__TO DO__
Edit the rows below so that each occurrence of "place one marker" becomes "put a single marker", keeping everything else the same.

(Entries from a pointing dataset)
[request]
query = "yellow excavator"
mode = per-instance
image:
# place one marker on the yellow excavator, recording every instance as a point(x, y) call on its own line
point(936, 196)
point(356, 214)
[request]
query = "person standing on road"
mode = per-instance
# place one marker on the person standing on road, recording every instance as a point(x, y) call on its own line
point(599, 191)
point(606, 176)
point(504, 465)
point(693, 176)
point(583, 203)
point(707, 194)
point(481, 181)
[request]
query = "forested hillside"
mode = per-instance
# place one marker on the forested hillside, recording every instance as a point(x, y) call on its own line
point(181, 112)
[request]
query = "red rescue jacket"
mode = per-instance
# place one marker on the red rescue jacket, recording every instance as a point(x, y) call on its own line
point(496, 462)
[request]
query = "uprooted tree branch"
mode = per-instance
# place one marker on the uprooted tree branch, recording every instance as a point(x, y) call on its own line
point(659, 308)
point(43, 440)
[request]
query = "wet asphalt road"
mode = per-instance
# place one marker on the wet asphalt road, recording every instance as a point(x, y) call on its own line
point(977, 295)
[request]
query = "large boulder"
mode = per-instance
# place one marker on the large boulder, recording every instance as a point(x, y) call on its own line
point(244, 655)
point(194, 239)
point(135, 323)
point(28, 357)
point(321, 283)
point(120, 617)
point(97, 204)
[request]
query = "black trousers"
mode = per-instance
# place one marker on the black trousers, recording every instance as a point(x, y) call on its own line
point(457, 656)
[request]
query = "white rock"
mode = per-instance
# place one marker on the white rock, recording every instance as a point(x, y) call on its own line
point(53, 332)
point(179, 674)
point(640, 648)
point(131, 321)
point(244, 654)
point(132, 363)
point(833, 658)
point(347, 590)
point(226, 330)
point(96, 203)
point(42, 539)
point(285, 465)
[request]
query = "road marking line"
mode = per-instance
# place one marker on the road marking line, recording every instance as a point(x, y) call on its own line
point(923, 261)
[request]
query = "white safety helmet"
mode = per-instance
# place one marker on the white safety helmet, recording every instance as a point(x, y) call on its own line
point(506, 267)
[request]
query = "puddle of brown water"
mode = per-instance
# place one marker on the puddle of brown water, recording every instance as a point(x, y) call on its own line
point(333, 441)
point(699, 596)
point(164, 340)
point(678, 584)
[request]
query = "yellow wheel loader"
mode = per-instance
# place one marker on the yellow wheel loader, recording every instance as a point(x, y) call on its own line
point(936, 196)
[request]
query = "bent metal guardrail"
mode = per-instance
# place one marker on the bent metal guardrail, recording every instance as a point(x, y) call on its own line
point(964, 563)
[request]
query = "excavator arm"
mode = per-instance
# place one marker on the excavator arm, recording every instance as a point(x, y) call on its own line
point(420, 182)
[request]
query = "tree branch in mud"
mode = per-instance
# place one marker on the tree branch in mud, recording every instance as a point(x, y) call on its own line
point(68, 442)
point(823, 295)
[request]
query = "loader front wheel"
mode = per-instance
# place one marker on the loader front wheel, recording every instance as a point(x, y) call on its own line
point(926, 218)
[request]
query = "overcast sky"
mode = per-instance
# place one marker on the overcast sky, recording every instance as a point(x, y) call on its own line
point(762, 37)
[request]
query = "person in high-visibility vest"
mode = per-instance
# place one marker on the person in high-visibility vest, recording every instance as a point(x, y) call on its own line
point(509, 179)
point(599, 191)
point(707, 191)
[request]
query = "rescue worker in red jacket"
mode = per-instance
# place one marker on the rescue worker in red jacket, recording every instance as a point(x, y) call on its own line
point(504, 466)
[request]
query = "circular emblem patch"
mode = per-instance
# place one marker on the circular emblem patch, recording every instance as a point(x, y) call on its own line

__EXPECTED ANSWER__
[request]
query = "yellow excavator"
mode = per-instance
image:
# put a single marker on the yellow excavator, recording every instance as a point(x, y) call on its own line
point(936, 196)
point(356, 214)
[request]
query = "person standing on road"
mode = per-instance
# put a single marker on the person standing on road, recording every instance as a point(x, y) call on its own line
point(599, 191)
point(606, 176)
point(504, 465)
point(693, 176)
point(583, 203)
point(707, 194)
point(481, 181)
[request]
query = "forested hillside"
mode = per-instance
# put a single marker on the forested hillside, recording every instance as a point(x, y) call on its own line
point(181, 112)
[request]
query = "red rescue jacket"
mode = per-instance
# put a single marker on the red rescue jacket, recording every instance as a point(x, y) call on its own line
point(496, 462)
[request]
query = "uprooted tree branch"
mode = per-instance
# put a single marker on the uprooted tree branch, recording every instance as a point(x, y) call on its own line
point(659, 308)
point(43, 440)
[request]
query = "wet asphalt road"
mode = per-instance
# put a single marker on the wet asphalt road, recording every instance as a point(x, y) call on its own line
point(977, 295)
[request]
query = "large boulder"
mode = per-instance
# put a single marker on the large boulder, recording every instance as a point(x, y) call on its own line
point(244, 655)
point(194, 239)
point(135, 323)
point(28, 357)
point(321, 283)
point(120, 617)
point(97, 204)
[request]
query = "black trousers"
mode = per-instance
# put a single marker on the black trousers, recording every instance as a point(x, y) call on its own line
point(457, 656)
[request]
query = "white rock"
mode = per-instance
# put a single marker on the white rock, recording every instance as a point(x, y) call on its own line
point(53, 332)
point(179, 674)
point(640, 648)
point(131, 321)
point(244, 654)
point(132, 363)
point(833, 658)
point(347, 590)
point(226, 330)
point(96, 203)
point(42, 539)
point(285, 465)
[request]
query = "road marking line"
mode = per-instance
# put a single marker on the road marking line, recording every instance as a point(x, y) call on its own line
point(923, 261)
[request]
query = "white safety helmet"
mode = per-instance
# put a single marker on the white safety helmet, recording every instance as a point(x, y) call on its own line
point(506, 267)
[request]
query = "puddle of brown water"
mode = per-instance
# put a single marker on the puddle of brown water, recording every instance as a point(x, y) call on its own line
point(333, 441)
point(699, 596)
point(164, 340)
point(678, 584)
[request]
query = "yellow wheel loader"
mode = per-instance
# put a single marker on the yellow wheel loader, recording every instance as a point(x, y) call on its own line
point(936, 196)
[request]
query = "bent metal guardrail"
mode = per-instance
# put a single marker on the bent metal guardrail, recording every instance as a point(x, y) call on its own line
point(964, 563)
[request]
query = "excavator arm"
mode = per-instance
# put a single marker on the excavator arm, recording every instance as a point(x, y) call on its own line
point(420, 182)
[request]
query = "tree branch in mud"
mode = per-instance
# put a single marker on the tree branch in mud, recording every instance as a point(x, y) call on its own line
point(68, 442)
point(823, 295)
[request]
query = "loader front wheel"
mode = per-instance
# put a single marker on the loader front wheel, recording every instance as a point(x, y) call on its own line
point(926, 218)
[request]
query = "overcast sky"
mode = per-instance
# put a single marker on the overcast sky, recording every instance as a point(x, y) call on its own line
point(762, 37)
[request]
query = "person in high-visibility vest"
mode = per-instance
# put a single marker on the person in high-visibility vest, recording every instance as a point(x, y) call on its own line
point(509, 179)
point(599, 191)
point(707, 191)
[request]
query = "rescue worker in red jacket"
mode = per-instance
# put a single marker on the rescue worker in red jacket, recording every instance as a point(x, y) call on its own line
point(504, 466)
[request]
query = "circular emblem patch"
mode = per-instance
# put a single marker on the circular emblem patch, recording every instance as a point(x, y) call on its own line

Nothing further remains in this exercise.